▶ Job
Reproduce only this part of the listing: the line with "Can you find the tree", plus every line after it through the last.
··· Exercise input ···
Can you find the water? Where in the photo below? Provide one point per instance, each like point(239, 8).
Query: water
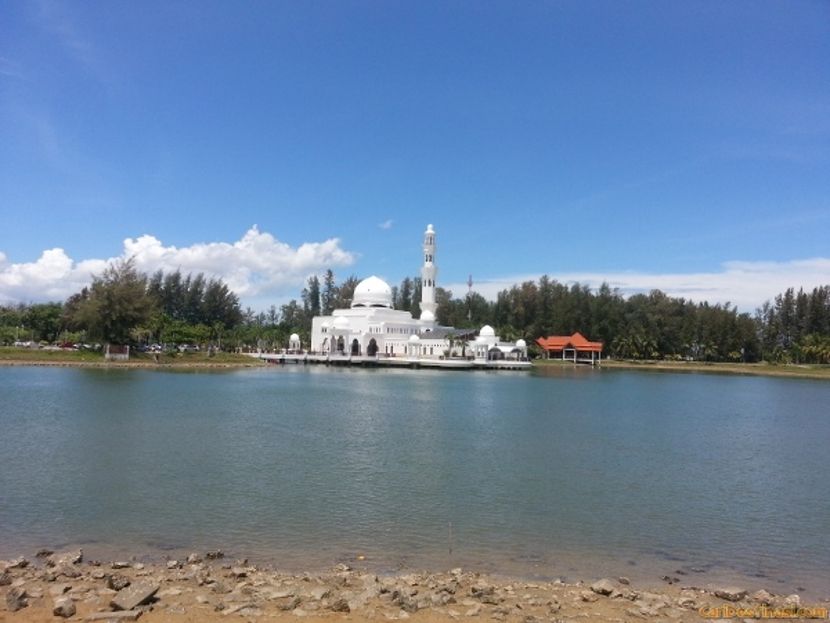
point(564, 472)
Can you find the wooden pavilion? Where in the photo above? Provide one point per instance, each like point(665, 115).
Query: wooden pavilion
point(574, 348)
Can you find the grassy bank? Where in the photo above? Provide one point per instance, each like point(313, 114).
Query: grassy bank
point(756, 369)
point(25, 356)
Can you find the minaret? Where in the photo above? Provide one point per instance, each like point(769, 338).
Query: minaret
point(428, 273)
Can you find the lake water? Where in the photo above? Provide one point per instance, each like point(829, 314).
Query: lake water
point(563, 472)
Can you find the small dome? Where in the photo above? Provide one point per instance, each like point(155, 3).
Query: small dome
point(372, 292)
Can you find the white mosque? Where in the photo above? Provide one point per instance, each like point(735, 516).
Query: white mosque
point(373, 330)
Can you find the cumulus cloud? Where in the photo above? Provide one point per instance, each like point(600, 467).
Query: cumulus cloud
point(255, 266)
point(745, 284)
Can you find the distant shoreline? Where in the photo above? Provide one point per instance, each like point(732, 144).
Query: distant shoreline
point(81, 359)
point(21, 357)
point(806, 371)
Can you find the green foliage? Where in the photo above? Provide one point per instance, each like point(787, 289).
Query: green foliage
point(116, 303)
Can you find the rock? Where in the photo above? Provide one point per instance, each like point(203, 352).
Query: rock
point(16, 599)
point(71, 557)
point(341, 605)
point(123, 615)
point(293, 604)
point(238, 608)
point(63, 607)
point(730, 593)
point(134, 595)
point(66, 570)
point(320, 593)
point(59, 589)
point(17, 563)
point(170, 592)
point(603, 587)
point(762, 597)
point(117, 582)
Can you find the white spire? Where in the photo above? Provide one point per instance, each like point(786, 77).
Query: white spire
point(428, 274)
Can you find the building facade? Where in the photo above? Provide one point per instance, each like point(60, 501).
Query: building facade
point(372, 327)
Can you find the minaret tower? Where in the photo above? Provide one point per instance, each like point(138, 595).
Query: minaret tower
point(428, 273)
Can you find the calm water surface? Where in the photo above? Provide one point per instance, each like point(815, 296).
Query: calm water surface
point(574, 473)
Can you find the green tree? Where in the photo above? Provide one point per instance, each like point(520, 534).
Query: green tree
point(116, 304)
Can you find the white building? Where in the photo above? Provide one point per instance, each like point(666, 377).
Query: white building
point(372, 328)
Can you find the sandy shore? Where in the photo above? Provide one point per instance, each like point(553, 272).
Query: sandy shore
point(207, 587)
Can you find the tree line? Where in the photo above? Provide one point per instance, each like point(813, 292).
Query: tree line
point(123, 305)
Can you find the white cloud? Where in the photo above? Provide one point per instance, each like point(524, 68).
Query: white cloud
point(256, 266)
point(745, 284)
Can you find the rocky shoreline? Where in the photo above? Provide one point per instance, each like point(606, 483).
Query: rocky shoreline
point(208, 587)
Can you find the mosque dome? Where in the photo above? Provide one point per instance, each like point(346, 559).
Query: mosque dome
point(487, 331)
point(372, 292)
···
▶ Output of the task
Can you find the tree line? Where in the photo above? Provide one point per instance, each like point(813, 292).
Query: tree line
point(123, 305)
Can you find the white cloud? Where in the photo above? Provide one point per instance, each like point(524, 68).
Query: white cloud
point(256, 266)
point(745, 284)
Can you find the rocky shoreline? Where in the photo above? Provide one point per instance, each like point(606, 483).
Query: rocky shoreline
point(208, 587)
Can you find the mosque dome? Where in the photo above? Provide one point per instance, each like point(346, 559).
Query: mosque dome
point(487, 331)
point(372, 292)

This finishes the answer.